» **Tasks to complete**:
[1] In the text on H. floresiensis and cretinism, how far from the coast can soil iodine levels fall markedly?
[2] Copy the part of the text on H. floresiensis that opens with the words "Non-metric Multi-Dimensional Scaling" and closes with "and from chimpanzees.", swapping "close grouping" for "tight clustering".

» **Source text**:
Non-metric Multi-Dimensional Scaling (MDS), a method with a different statistical base to PCA, is shown in Figure 2 B and this confirms the close grouping of H. floresiensis with the hypothyroid cretins, and the clear separation of this group from both modern humans and from chimpanzees.
It is clear that human cretins share some post-cranial features with Pan, Gorilla, and even Pongo among living species, and australopithecines, (and even, in some few available features, H. erectus) among the fossils. They share other features with unaffected humans where these are different from apes and fossil hominins (Tables 1, 2 and 3). Cretins have yet other features that are not found in adults of apes or modern humans (i.e. they appear unique). In cretins these features are mainly because they sometimes appear absent due to being still cartilage well into adulthood, whilst in adults of all unaffected species (humans and apes alike) they are present as bone. These cretin mosaics (slightly different from one cretin to another) should be seen alongside the mosaic of primitive (ape-like), derived (human-like) and unique morphologies in H. floresiensis , ,  which are, thus, incorrectly described as mosaics that are a “combination … never found in … pathological modern humans” e.g. .
The PCA and MDS show a very clear and robust result, confirmed by ANOSIM, which, for these variables, the H. floresiensis post-cranial mosaic replicates those of hypothyroid cretins. Taken with the similar result previously reported for their cranial morphologies , the conclusion is inescapable that the H. floresiensis individuals show general anatomical features similar to those caused by congenital hypothyroidism.
The best estimate dates for LB6 (15 ka B.P.) and LB1 (18 ka B.P.) are much later than the 42 ka B.P. presence of modern humans on the then almost contiguous island of Timor . This renders the assignment of these remains to a species other than H. sapiens very unlikely. An exposed sediment layer containing stone artefacts on Flores has been dated to 1.0 ma, implying that another hominin species had reached Flores , and if this is confirmed, it is possible that the LB remains represent descendants of that species. If this is the case, and this would need to be confirmed by ancient DNA to be certain, then our data would imply that at least some individuals of that descendant species were affected by hypothyroidism.
It is also remotely possible that these individuals are rare sporadic (that is, genetic) cretins. However, as at least two individuals with some of these features are present at Liang Bua and separated by several thousand years, it seems more likely that they are myxoedematous (hypothyroid) endemic cretins. Endemic cretinism has been observed at high prevalence (up to about 10% of individuals affected) in some small human populations and has especially been common in this region in recent times.
Hypothyroid endemic cretinism arises when environmental factors, including iodine deficiency, selenium deficiency, and raised serum thiocyanate, result in the destruction of thyroid cells in utero. Evidence for these environmental factors obtaining in a population of inland hunter-gatherers on Flores has been presented . One published criticism of the cretinism hypothesis is an assertion that extreme iodine deficiency was unlikely on such a small island as Flores because of presumed access to marine foods , but we now note that high rates of visible goitre and hypothyroid cretinism have been widely observed on the nearby, even smaller and geologically similar island of Bali , and large numbers of confirmed cases are reported on Java, Sumatra and Borneo . As soil iodine levels can fall markedly even as little as 18 km from the coast , and if the other factors (thiocyanate excess, and selenium deficiency) are present, endemic cretinism may be found in populations at this distance from a marine coast.

» **Material provided**:

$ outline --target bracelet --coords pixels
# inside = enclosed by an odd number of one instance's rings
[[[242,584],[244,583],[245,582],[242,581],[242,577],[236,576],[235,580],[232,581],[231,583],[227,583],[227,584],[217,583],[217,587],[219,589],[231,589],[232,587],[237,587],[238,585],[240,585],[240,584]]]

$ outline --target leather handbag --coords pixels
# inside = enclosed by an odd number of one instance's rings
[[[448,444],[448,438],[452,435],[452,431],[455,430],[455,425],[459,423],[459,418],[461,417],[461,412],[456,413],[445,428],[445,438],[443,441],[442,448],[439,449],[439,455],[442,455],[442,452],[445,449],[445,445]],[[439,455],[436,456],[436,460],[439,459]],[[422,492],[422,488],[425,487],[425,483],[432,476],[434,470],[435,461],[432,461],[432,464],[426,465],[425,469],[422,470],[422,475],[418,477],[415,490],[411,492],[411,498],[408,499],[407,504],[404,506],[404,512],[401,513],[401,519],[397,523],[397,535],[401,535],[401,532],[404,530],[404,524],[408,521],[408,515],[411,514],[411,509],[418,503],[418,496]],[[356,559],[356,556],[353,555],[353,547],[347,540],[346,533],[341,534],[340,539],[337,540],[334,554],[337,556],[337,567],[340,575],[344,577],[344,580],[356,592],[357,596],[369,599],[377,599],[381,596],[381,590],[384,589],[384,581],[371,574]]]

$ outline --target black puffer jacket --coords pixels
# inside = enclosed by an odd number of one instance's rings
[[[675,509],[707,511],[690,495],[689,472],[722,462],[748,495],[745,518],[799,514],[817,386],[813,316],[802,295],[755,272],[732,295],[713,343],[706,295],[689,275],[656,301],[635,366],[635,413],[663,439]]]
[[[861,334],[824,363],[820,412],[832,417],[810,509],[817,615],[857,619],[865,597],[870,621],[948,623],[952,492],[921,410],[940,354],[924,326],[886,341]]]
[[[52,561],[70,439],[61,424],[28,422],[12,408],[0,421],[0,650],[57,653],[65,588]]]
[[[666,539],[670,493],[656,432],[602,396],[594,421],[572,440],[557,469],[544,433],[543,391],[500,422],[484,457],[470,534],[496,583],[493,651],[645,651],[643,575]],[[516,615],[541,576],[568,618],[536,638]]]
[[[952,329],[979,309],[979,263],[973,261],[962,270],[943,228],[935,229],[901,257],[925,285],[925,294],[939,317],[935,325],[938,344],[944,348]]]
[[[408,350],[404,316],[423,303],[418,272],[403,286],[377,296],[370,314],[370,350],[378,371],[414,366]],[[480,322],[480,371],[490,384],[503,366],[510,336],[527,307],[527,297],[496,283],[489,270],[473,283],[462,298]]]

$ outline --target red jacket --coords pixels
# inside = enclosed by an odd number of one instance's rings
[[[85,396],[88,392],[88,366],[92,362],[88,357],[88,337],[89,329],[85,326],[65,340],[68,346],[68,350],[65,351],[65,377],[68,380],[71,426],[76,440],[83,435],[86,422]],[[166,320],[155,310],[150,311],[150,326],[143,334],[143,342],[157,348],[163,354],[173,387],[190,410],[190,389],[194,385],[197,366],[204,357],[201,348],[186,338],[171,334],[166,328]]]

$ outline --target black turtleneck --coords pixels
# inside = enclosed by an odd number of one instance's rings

» **Answers to the problems**:
[1] As little as 18 km from the coast.

[2]
Non-metric Multi-Dimensional Scaling (MDS), a method with a different statistical base to PCA, is shown in Figure 2 B and this confirms the tight clustering of H. floresiensis with the hypothyroid cretins, and the clear separation of this group from both modern humans and from chimpanzees.